>> start Records provided

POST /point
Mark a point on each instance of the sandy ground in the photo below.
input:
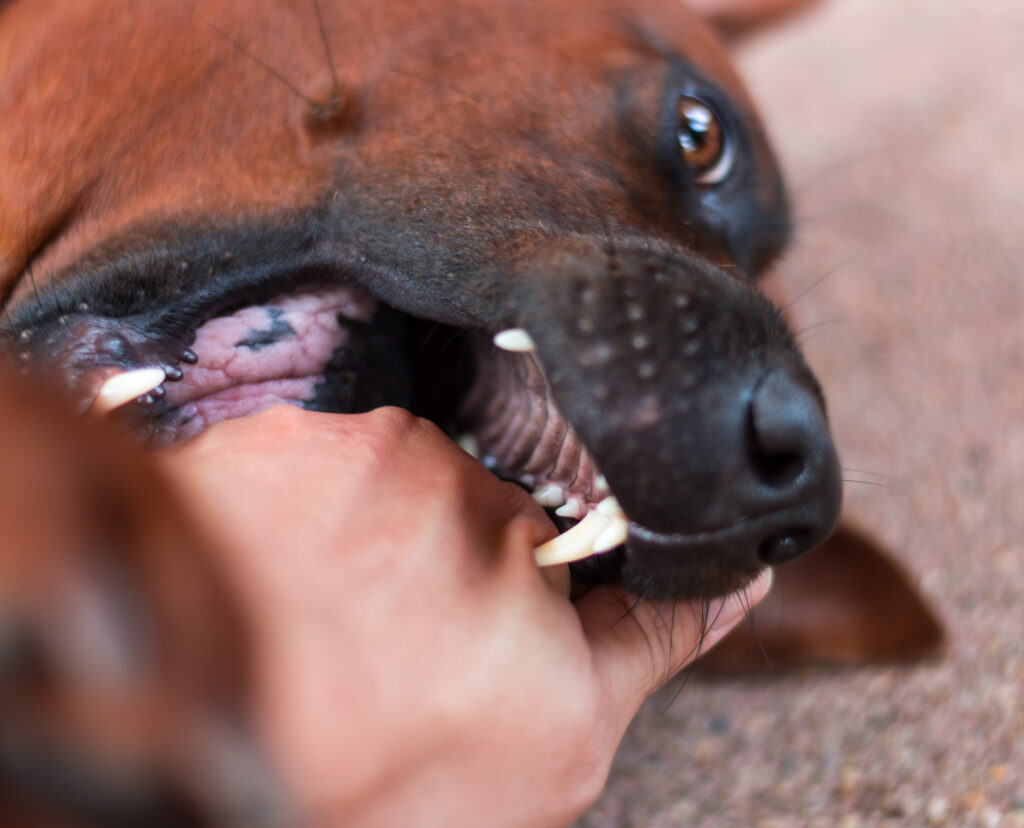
(901, 128)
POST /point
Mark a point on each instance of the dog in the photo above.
(298, 211)
(539, 224)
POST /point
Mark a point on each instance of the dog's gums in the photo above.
(552, 259)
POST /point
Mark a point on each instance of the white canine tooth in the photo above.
(551, 495)
(573, 545)
(514, 339)
(609, 507)
(572, 509)
(123, 388)
(469, 444)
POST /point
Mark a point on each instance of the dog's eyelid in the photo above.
(705, 138)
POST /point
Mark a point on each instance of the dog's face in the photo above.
(268, 214)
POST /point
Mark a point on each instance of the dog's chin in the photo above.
(338, 349)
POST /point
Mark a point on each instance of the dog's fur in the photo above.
(445, 158)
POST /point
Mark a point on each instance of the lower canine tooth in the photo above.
(551, 495)
(573, 509)
(469, 444)
(514, 339)
(596, 532)
(123, 388)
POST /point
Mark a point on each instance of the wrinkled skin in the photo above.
(480, 165)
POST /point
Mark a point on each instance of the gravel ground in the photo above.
(900, 126)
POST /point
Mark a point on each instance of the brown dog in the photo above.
(341, 206)
(123, 662)
(301, 211)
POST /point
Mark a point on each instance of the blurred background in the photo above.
(901, 129)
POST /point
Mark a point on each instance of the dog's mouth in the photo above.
(339, 349)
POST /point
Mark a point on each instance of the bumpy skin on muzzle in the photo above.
(685, 385)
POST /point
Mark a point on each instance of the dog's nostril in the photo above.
(786, 426)
(776, 471)
(785, 546)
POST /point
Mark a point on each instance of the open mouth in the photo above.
(339, 349)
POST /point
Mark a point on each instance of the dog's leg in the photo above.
(845, 603)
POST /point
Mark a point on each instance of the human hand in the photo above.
(414, 665)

>> end Records provided

Directions: With the pictures left out, transcribe the material exactly.

The reply:
POST /point
Mark a point on each instance of the sandy ground in the photo below.
input:
(901, 128)
POST /point
Mark a point on each instance of the dog in the photo above.
(298, 211)
(539, 224)
POST /point
Mark a point on each instance of the dog's gums in the photo above.
(552, 259)
POST /point
Mark a point on each instance of the white canine tooth in the photo above.
(551, 495)
(573, 545)
(514, 339)
(609, 507)
(572, 509)
(123, 388)
(469, 444)
POST /point
Mark a point on each instance of the dog's eyelid in the photo above.
(705, 138)
POST /point
Mark a point on each instance of the dog's face in the photo above.
(268, 214)
POST /point
Mark a point on each instance of the dog's chin in the photo above.
(338, 349)
POST /point
Mark a point on each instance of the dog's fur in the photo above.
(445, 158)
POST /point
Mark a point on each instance of the lower canine tooth in the photo above.
(551, 495)
(573, 509)
(469, 444)
(514, 339)
(596, 532)
(123, 388)
POST /point
Mark a point on each instance of the wrinkled skin in the photo above.
(480, 165)
POST /point
Mark a point on each instance of the gravel ground in the photo above.
(900, 126)
POST /point
Mark a point on each instance of the brown dog in the photo above.
(341, 206)
(123, 662)
(301, 211)
POST /point
Mark a point on each instance of the blurred background in the photo above.
(901, 129)
POST /point
Mark a point on each instance of the dog's mouth in the photo above.
(339, 349)
POST /point
Mark a point on each instance of the bumpy skin on muzzle in the photo above.
(685, 385)
POST /point
Mark a point on each instance of the dog's nostril in the photo above.
(786, 426)
(776, 471)
(785, 546)
POST /point
Mark a point on each instance of the open mouth in the photo above.
(339, 349)
POST /point
Mark a point on each instance of the dog's leg in the photo above.
(845, 603)
POST /point
Mark a point on each instance of the human hand in the photo above.
(414, 665)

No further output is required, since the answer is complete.